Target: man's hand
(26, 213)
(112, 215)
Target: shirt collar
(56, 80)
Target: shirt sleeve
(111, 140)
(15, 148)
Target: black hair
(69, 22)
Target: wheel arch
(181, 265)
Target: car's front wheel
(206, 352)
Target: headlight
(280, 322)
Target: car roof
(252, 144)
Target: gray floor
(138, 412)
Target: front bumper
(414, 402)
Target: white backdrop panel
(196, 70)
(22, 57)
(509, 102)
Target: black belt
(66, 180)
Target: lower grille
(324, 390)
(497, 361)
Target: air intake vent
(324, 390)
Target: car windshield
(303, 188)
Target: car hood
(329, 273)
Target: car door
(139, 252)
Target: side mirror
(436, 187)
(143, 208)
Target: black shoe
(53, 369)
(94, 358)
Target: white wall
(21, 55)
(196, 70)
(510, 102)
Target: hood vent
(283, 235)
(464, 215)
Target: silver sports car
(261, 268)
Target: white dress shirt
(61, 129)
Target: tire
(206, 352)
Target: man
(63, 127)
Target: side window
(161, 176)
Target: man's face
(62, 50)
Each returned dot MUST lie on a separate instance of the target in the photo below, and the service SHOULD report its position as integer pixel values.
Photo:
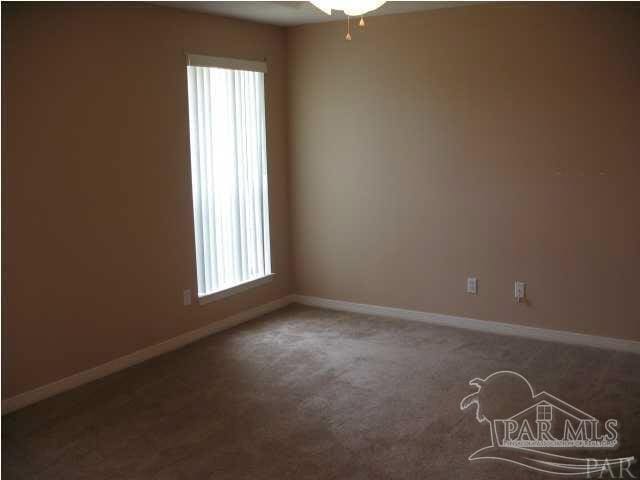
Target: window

* * *

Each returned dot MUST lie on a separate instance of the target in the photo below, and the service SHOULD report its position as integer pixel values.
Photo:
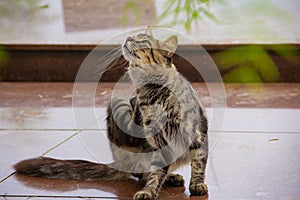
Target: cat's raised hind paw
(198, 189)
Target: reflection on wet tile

---

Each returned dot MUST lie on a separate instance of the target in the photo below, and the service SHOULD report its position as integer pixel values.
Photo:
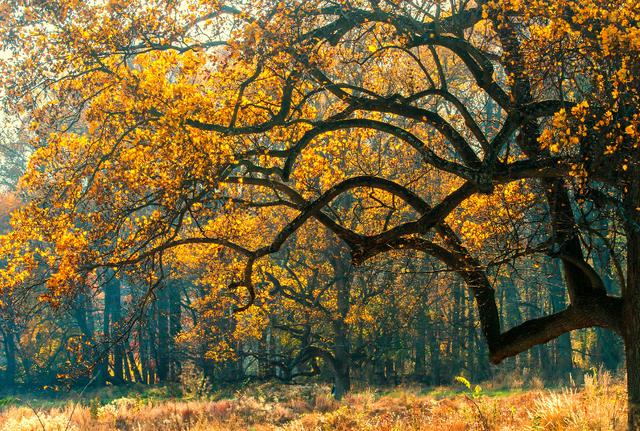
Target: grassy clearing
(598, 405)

**WHAT IS NEEDED**
Give again the data starting at the line containing "Target: man's hand" and ending at the line containing "Target: window", both included, leaving out the pictures.

**EXERCISE OUTPUT**
Target: man's hand
(26, 213)
(112, 215)
Target: shirt collar
(56, 80)
Target: shirt sleeve
(111, 140)
(15, 148)
Target: black hair
(69, 22)
Target: wheel arch
(181, 265)
Target: car's front wheel
(206, 352)
Target: headlight
(280, 322)
Target: car roof
(252, 144)
Target: gray floor
(138, 412)
Target: front bumper
(414, 402)
Target: white backdrop panel
(196, 70)
(22, 57)
(509, 102)
Target: black belt
(66, 180)
Target: lower grille
(324, 390)
(497, 361)
Target: air intake vent
(324, 390)
Target: car windshield
(303, 188)
Target: car hood
(329, 273)
Target: car door
(139, 252)
Target: side mirror
(436, 187)
(143, 208)
Target: black shoe
(53, 369)
(94, 358)
Target: white wall
(21, 55)
(196, 70)
(510, 102)
Target: hood vent
(283, 235)
(464, 215)
Target: silver sports car
(261, 268)
Target: white dress shirt
(61, 129)
Target: tire
(206, 352)
Target: man
(63, 127)
Target: side window
(161, 176)
Target: man's face
(62, 50)
Each returned dot MUST lie on a separate instance of the target in the photo below, and the service SHOULD report its position as integer pixel values.
Photo:
Target: window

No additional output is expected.